(Dataset rows on object pointing)
····················
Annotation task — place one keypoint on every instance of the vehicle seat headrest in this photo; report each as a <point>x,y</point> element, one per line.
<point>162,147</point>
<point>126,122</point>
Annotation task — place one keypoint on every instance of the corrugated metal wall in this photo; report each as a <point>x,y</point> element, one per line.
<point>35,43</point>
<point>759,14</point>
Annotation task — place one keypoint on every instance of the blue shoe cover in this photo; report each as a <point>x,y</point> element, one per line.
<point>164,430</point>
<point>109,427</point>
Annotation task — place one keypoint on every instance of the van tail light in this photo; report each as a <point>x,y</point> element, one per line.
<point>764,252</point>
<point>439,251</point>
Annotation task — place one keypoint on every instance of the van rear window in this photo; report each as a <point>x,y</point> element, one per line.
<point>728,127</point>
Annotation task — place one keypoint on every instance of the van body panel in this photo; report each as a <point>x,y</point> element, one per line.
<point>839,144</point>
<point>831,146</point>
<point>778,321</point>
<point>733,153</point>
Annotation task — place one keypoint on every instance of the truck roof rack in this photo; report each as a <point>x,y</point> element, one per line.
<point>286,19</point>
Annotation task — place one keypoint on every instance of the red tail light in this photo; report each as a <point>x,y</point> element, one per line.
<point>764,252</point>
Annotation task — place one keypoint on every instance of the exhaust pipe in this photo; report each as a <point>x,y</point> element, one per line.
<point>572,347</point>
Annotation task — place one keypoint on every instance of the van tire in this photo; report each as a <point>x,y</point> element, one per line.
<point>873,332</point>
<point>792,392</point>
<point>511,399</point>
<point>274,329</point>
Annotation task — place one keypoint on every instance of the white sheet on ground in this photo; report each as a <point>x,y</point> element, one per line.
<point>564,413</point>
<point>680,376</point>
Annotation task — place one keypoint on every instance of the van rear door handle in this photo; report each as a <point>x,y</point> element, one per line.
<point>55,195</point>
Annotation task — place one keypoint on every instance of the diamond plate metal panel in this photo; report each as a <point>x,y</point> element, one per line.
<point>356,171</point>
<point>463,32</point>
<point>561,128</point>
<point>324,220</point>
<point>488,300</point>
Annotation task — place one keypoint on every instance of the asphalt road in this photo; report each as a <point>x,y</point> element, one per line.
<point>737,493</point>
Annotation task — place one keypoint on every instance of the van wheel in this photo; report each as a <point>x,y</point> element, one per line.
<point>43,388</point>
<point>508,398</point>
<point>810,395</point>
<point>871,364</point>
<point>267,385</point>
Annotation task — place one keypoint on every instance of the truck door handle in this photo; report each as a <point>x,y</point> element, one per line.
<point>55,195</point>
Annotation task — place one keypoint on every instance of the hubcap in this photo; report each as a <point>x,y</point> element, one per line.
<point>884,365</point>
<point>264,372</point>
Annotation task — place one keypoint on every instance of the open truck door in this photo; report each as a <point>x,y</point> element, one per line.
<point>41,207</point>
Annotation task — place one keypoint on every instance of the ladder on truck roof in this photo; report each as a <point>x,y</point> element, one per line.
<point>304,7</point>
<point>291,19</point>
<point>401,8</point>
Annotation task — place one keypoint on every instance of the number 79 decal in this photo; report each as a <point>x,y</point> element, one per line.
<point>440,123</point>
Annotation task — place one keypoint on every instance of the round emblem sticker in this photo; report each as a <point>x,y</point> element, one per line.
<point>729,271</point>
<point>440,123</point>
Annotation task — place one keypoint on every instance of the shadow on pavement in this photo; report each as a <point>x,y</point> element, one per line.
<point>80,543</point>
····················
▸ Aim of the task:
Copy out everything from the first row through the line containing "<point>572,347</point>", with both of those lines included and all other text left unchanged. Multiply each x and y coordinate inside the point tags by 1.1, and round the results to whole numbers with halves rounded up.

▸ Output:
Annotation task — place one keypoint on every instance of the vehicle seat headrest in this photo; report each as a <point>x,y</point> element, one per line.
<point>178,162</point>
<point>139,134</point>
Annotation task — place one keypoint on every instance of the corrugated metal wall in this photo; report each as a <point>x,y</point> element, one per line.
<point>39,47</point>
<point>835,15</point>
Annotation task — place one keypoint on every instance of the blue shoe cover in this photo; report each as a <point>x,y</point> element, one per line.
<point>180,473</point>
<point>120,470</point>
Annotation task — place one keypoint on every instance of the van tail light in this photo; report each as a <point>x,y</point> element, one per line.
<point>840,277</point>
<point>483,276</point>
Annotation task — place one keypoint on every instance of the van rear window in this photo; report each as a <point>x,y</point> element, one per line.
<point>801,140</point>
Annotation task — place one keypoint on every instance of the van body panel in this photo; report each as a <point>x,y</point> element, one per line.
<point>923,158</point>
<point>914,161</point>
<point>856,353</point>
<point>806,168</point>
Annotation task — place one keypoint on every instance of the truck roof rack in this photo; report each as a <point>x,y</point> element, one per line.
<point>315,21</point>
Annotation task — place one keypoint on every instance of the red tail light in this photo; report each as a <point>x,y</point> element, one per line.
<point>840,277</point>
Annotation task — place one keypoint on every instance of the exhaust pipe in this photo; report each as a <point>x,y</point> element, one per line.
<point>629,382</point>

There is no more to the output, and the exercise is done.